# [What the task asks]
Please reproduce every line of the material below without changing anything.
........
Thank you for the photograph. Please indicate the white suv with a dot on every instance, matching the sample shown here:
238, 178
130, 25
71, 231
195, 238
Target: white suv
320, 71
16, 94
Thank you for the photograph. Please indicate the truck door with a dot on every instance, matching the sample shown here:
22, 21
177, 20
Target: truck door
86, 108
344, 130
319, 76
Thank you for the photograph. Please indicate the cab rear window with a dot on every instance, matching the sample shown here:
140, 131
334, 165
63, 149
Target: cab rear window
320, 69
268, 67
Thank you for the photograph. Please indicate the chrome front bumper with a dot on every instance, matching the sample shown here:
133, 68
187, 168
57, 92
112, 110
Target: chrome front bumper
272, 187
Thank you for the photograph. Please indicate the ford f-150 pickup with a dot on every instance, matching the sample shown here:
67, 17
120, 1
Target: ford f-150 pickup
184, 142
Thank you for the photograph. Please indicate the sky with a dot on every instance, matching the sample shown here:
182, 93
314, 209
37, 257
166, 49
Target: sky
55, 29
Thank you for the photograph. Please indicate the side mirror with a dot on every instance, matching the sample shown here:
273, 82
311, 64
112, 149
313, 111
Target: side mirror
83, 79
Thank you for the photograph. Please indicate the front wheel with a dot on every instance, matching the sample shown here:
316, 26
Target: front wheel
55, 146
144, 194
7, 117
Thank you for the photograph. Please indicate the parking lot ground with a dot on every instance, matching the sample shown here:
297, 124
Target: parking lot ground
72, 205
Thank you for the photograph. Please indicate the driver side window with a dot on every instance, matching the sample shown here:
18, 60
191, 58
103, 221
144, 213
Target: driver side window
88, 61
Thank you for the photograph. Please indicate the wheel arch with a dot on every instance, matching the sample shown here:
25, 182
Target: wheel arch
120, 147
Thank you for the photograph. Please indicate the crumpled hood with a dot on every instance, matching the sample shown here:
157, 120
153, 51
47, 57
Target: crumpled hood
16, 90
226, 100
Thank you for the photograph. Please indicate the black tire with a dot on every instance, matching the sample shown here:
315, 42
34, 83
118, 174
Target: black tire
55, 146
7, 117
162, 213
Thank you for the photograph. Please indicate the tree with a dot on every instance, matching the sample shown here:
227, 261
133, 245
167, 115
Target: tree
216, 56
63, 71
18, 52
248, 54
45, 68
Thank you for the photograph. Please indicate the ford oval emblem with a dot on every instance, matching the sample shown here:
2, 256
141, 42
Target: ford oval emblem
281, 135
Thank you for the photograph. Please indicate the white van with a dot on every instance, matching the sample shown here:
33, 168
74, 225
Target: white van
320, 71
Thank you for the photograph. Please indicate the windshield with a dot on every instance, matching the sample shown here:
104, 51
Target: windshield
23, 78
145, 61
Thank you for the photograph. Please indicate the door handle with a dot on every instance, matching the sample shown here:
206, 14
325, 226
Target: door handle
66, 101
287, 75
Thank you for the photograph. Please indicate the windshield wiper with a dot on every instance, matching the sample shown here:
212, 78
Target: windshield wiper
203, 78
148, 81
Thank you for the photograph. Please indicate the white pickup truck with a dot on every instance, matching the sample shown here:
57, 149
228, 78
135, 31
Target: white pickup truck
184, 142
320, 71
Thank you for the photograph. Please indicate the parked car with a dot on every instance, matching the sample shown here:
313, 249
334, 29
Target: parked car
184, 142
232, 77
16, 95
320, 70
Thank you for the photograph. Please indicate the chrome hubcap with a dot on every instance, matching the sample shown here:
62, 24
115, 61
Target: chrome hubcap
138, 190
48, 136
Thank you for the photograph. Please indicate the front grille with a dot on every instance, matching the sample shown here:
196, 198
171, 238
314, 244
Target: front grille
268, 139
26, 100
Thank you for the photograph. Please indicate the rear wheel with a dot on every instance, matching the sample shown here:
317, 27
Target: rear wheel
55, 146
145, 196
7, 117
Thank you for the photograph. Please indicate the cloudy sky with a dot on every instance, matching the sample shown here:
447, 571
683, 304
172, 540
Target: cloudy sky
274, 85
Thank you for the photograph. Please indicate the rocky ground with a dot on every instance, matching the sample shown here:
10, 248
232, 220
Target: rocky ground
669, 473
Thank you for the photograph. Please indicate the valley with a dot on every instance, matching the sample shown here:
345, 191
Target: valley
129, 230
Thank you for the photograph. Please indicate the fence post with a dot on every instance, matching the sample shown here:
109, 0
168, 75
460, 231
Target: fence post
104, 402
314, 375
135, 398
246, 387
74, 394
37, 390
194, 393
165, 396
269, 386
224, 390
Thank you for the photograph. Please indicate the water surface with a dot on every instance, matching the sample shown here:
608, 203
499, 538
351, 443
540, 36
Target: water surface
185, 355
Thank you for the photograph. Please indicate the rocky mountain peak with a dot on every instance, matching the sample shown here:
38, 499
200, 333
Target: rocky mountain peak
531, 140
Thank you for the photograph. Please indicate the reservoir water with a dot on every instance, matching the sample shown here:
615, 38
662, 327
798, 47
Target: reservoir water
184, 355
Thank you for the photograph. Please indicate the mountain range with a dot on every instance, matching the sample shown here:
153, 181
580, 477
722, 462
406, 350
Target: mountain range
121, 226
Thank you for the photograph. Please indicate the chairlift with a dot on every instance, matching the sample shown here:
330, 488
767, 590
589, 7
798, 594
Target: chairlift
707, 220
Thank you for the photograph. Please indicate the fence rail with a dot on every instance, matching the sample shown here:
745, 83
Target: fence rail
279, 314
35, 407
........
# [Exercise response]
Thank you for the photograph. Please indicate the white suv with a dot on every instance, matching the sample shown here:
238, 178
130, 25
71, 231
195, 238
Target: white suv
320, 71
16, 94
Thank you for the photograph. Please indicate the truck door with a dot on every instance, matching the sample shown here:
22, 21
177, 20
Target: truck door
86, 108
344, 130
319, 76
Thank you for the photograph. Please indicate the cab rear window with a dot on every instance, matching the sample shown here:
140, 131
334, 165
63, 149
Target: cab rear window
320, 69
268, 67
Thank you for the photograph. Please indicate the chrome front bumper with a dot on every instance, matching the sample shown here:
133, 68
187, 168
57, 92
112, 110
Target: chrome front bumper
272, 187
Thank you for the photograph. Please indicate the ford f-150 pickup with a dot on every instance, matching the sample shown here:
67, 17
120, 1
Target: ford f-150 pickup
184, 142
Thank you for the photograph. Please indicate the sky with a dot on every instance, matching the sample shown here:
182, 93
314, 209
37, 257
166, 49
Target: sky
55, 29
Thank you for the photograph. Please indicate the side mirror with a dot on every instance, matching the sample shown here:
273, 82
311, 64
112, 149
313, 111
Target: side mirror
83, 79
Thank you for the photograph. Please indicate the front wheel with a dot on every instance, matching the sample shown here:
316, 26
Target: front wheel
55, 146
144, 194
7, 117
Thank you for the photograph. Please indicate the parking lot ground with a dot on every instance, matching the sample shown here:
297, 124
Target: parking lot ground
72, 205
Thank you for the photograph. Please indicate the driver side window with a dot on every instance, matching the sample shown here:
18, 60
191, 58
103, 221
144, 213
Target: driver side window
88, 61
Thank you for the photograph. Please indicate the wheel arch with a dot on every instance, matching the sample shown here:
25, 182
Target: wheel arch
120, 147
Thank you for the photograph. Please indicate the crumpled hood with a dot on every instance, matching the sample shown here:
157, 120
153, 51
47, 57
Target: crumpled hood
16, 90
226, 100
Thank you for the photograph. Please indicate the black tire with a dot on every instance, matching the sample shown here:
315, 42
34, 83
118, 174
Target: black tire
55, 146
7, 117
162, 213
Thank you for the photograph. Please indicate the tree with a dot on every instance, matching the sample shown here:
227, 261
133, 245
167, 115
Target: tree
216, 56
63, 71
18, 52
248, 54
45, 68
Thank you for the photograph. Please indicate the ford oval emblem with a dot on every instance, matching the sample shown here:
2, 256
141, 42
Target: ford oval emblem
281, 135
Thank you for the photograph. Please indicate the white van with a dot on every instance, matching the sample shown here:
33, 168
74, 225
Target: white van
320, 71
Thank you for the photograph. Please indicate the windshield with a dot on every instance, matching the sample shown here:
104, 51
Target: windshield
23, 78
145, 61
Thank you for the photograph. Please indicate the door handle with a dot on every instance, matching the sample shown here:
206, 14
325, 226
Target: door handle
66, 101
287, 75
Thank you for the photograph. Please indicate the windshield wiper with a dot on every instance, matching the sample shown here:
212, 78
Target: windshield wiper
203, 78
148, 81
Thank you for the photograph. Please indicate the white pickup truck with a dot on every instance, matching the sample shown here:
57, 149
228, 78
135, 31
Target: white pickup truck
184, 142
320, 71
Thank you for the photograph. Please indicate the parked car with a dot on every instance, matching the sample shown here:
313, 249
334, 29
Target: parked car
184, 142
232, 77
16, 95
320, 70
Thank you for the photograph. Please indicate the chrome hubcap with a dot on every instance, matching the sample shown here:
62, 24
115, 61
Target: chrome hubcap
138, 190
48, 136
Thank you for the photograph. Please indicate the front grille with a dot on every instance, matching the sample shown here:
196, 198
171, 238
314, 244
Target: front grille
268, 139
26, 100
Thank you for the photograph. Please indicate the rear wheel with a dot on every instance, matching the sample shown here:
317, 27
Target: rear wheel
55, 146
145, 196
7, 117
Thank you for the photograph. Please indicate the cloudy sky with a dot on every instance, matching the sample shown here:
447, 571
683, 304
172, 540
Target: cloudy sky
274, 85
Thank you for the photograph. Please indicate the rocky ground with a dot on every instance, matching the sample shown here:
10, 248
232, 220
Target: rocky ground
669, 473
Thank you for the photograph. Please indicate the valley with a dot on every instance, matching the sample shown here:
345, 191
Target: valley
129, 230
Thank you for the photograph. Please indicate the fence post with a dot on every instance, matching the sample shown here:
109, 0
168, 75
460, 231
Target: fence post
104, 402
314, 375
135, 398
246, 387
74, 394
37, 390
194, 393
165, 396
269, 386
224, 390
Thank you for the photograph. Please indicate the water surface with a dot on every instance, matching the sample shown here:
608, 203
499, 538
351, 443
540, 36
Target: water surface
185, 355
Thank you for the photograph. Please indicate the rocky mountain peak with a dot on every instance, matching the sample shown here:
38, 499
200, 333
Target: rocky mountain peak
531, 140
Thank you for the photograph. Please indicate the reservoir water with a dot on every instance, matching the sample shown here:
615, 38
662, 327
798, 47
Target: reservoir water
184, 355
Thank you for the photograph. Please indicate the mountain range with a dot on every instance, matching the sample shown here:
153, 181
580, 477
722, 462
406, 350
Target: mountain range
121, 226
Thank you for the photograph. Please indicate the chairlift with a dot on every instance, matching the sample shown here:
330, 488
767, 590
589, 7
798, 594
Target: chairlift
707, 220
Thank you for the photograph. Please indicate the fence rail with a dot on every instance, matching the sample shown here:
745, 83
Target: fence rail
279, 314
35, 407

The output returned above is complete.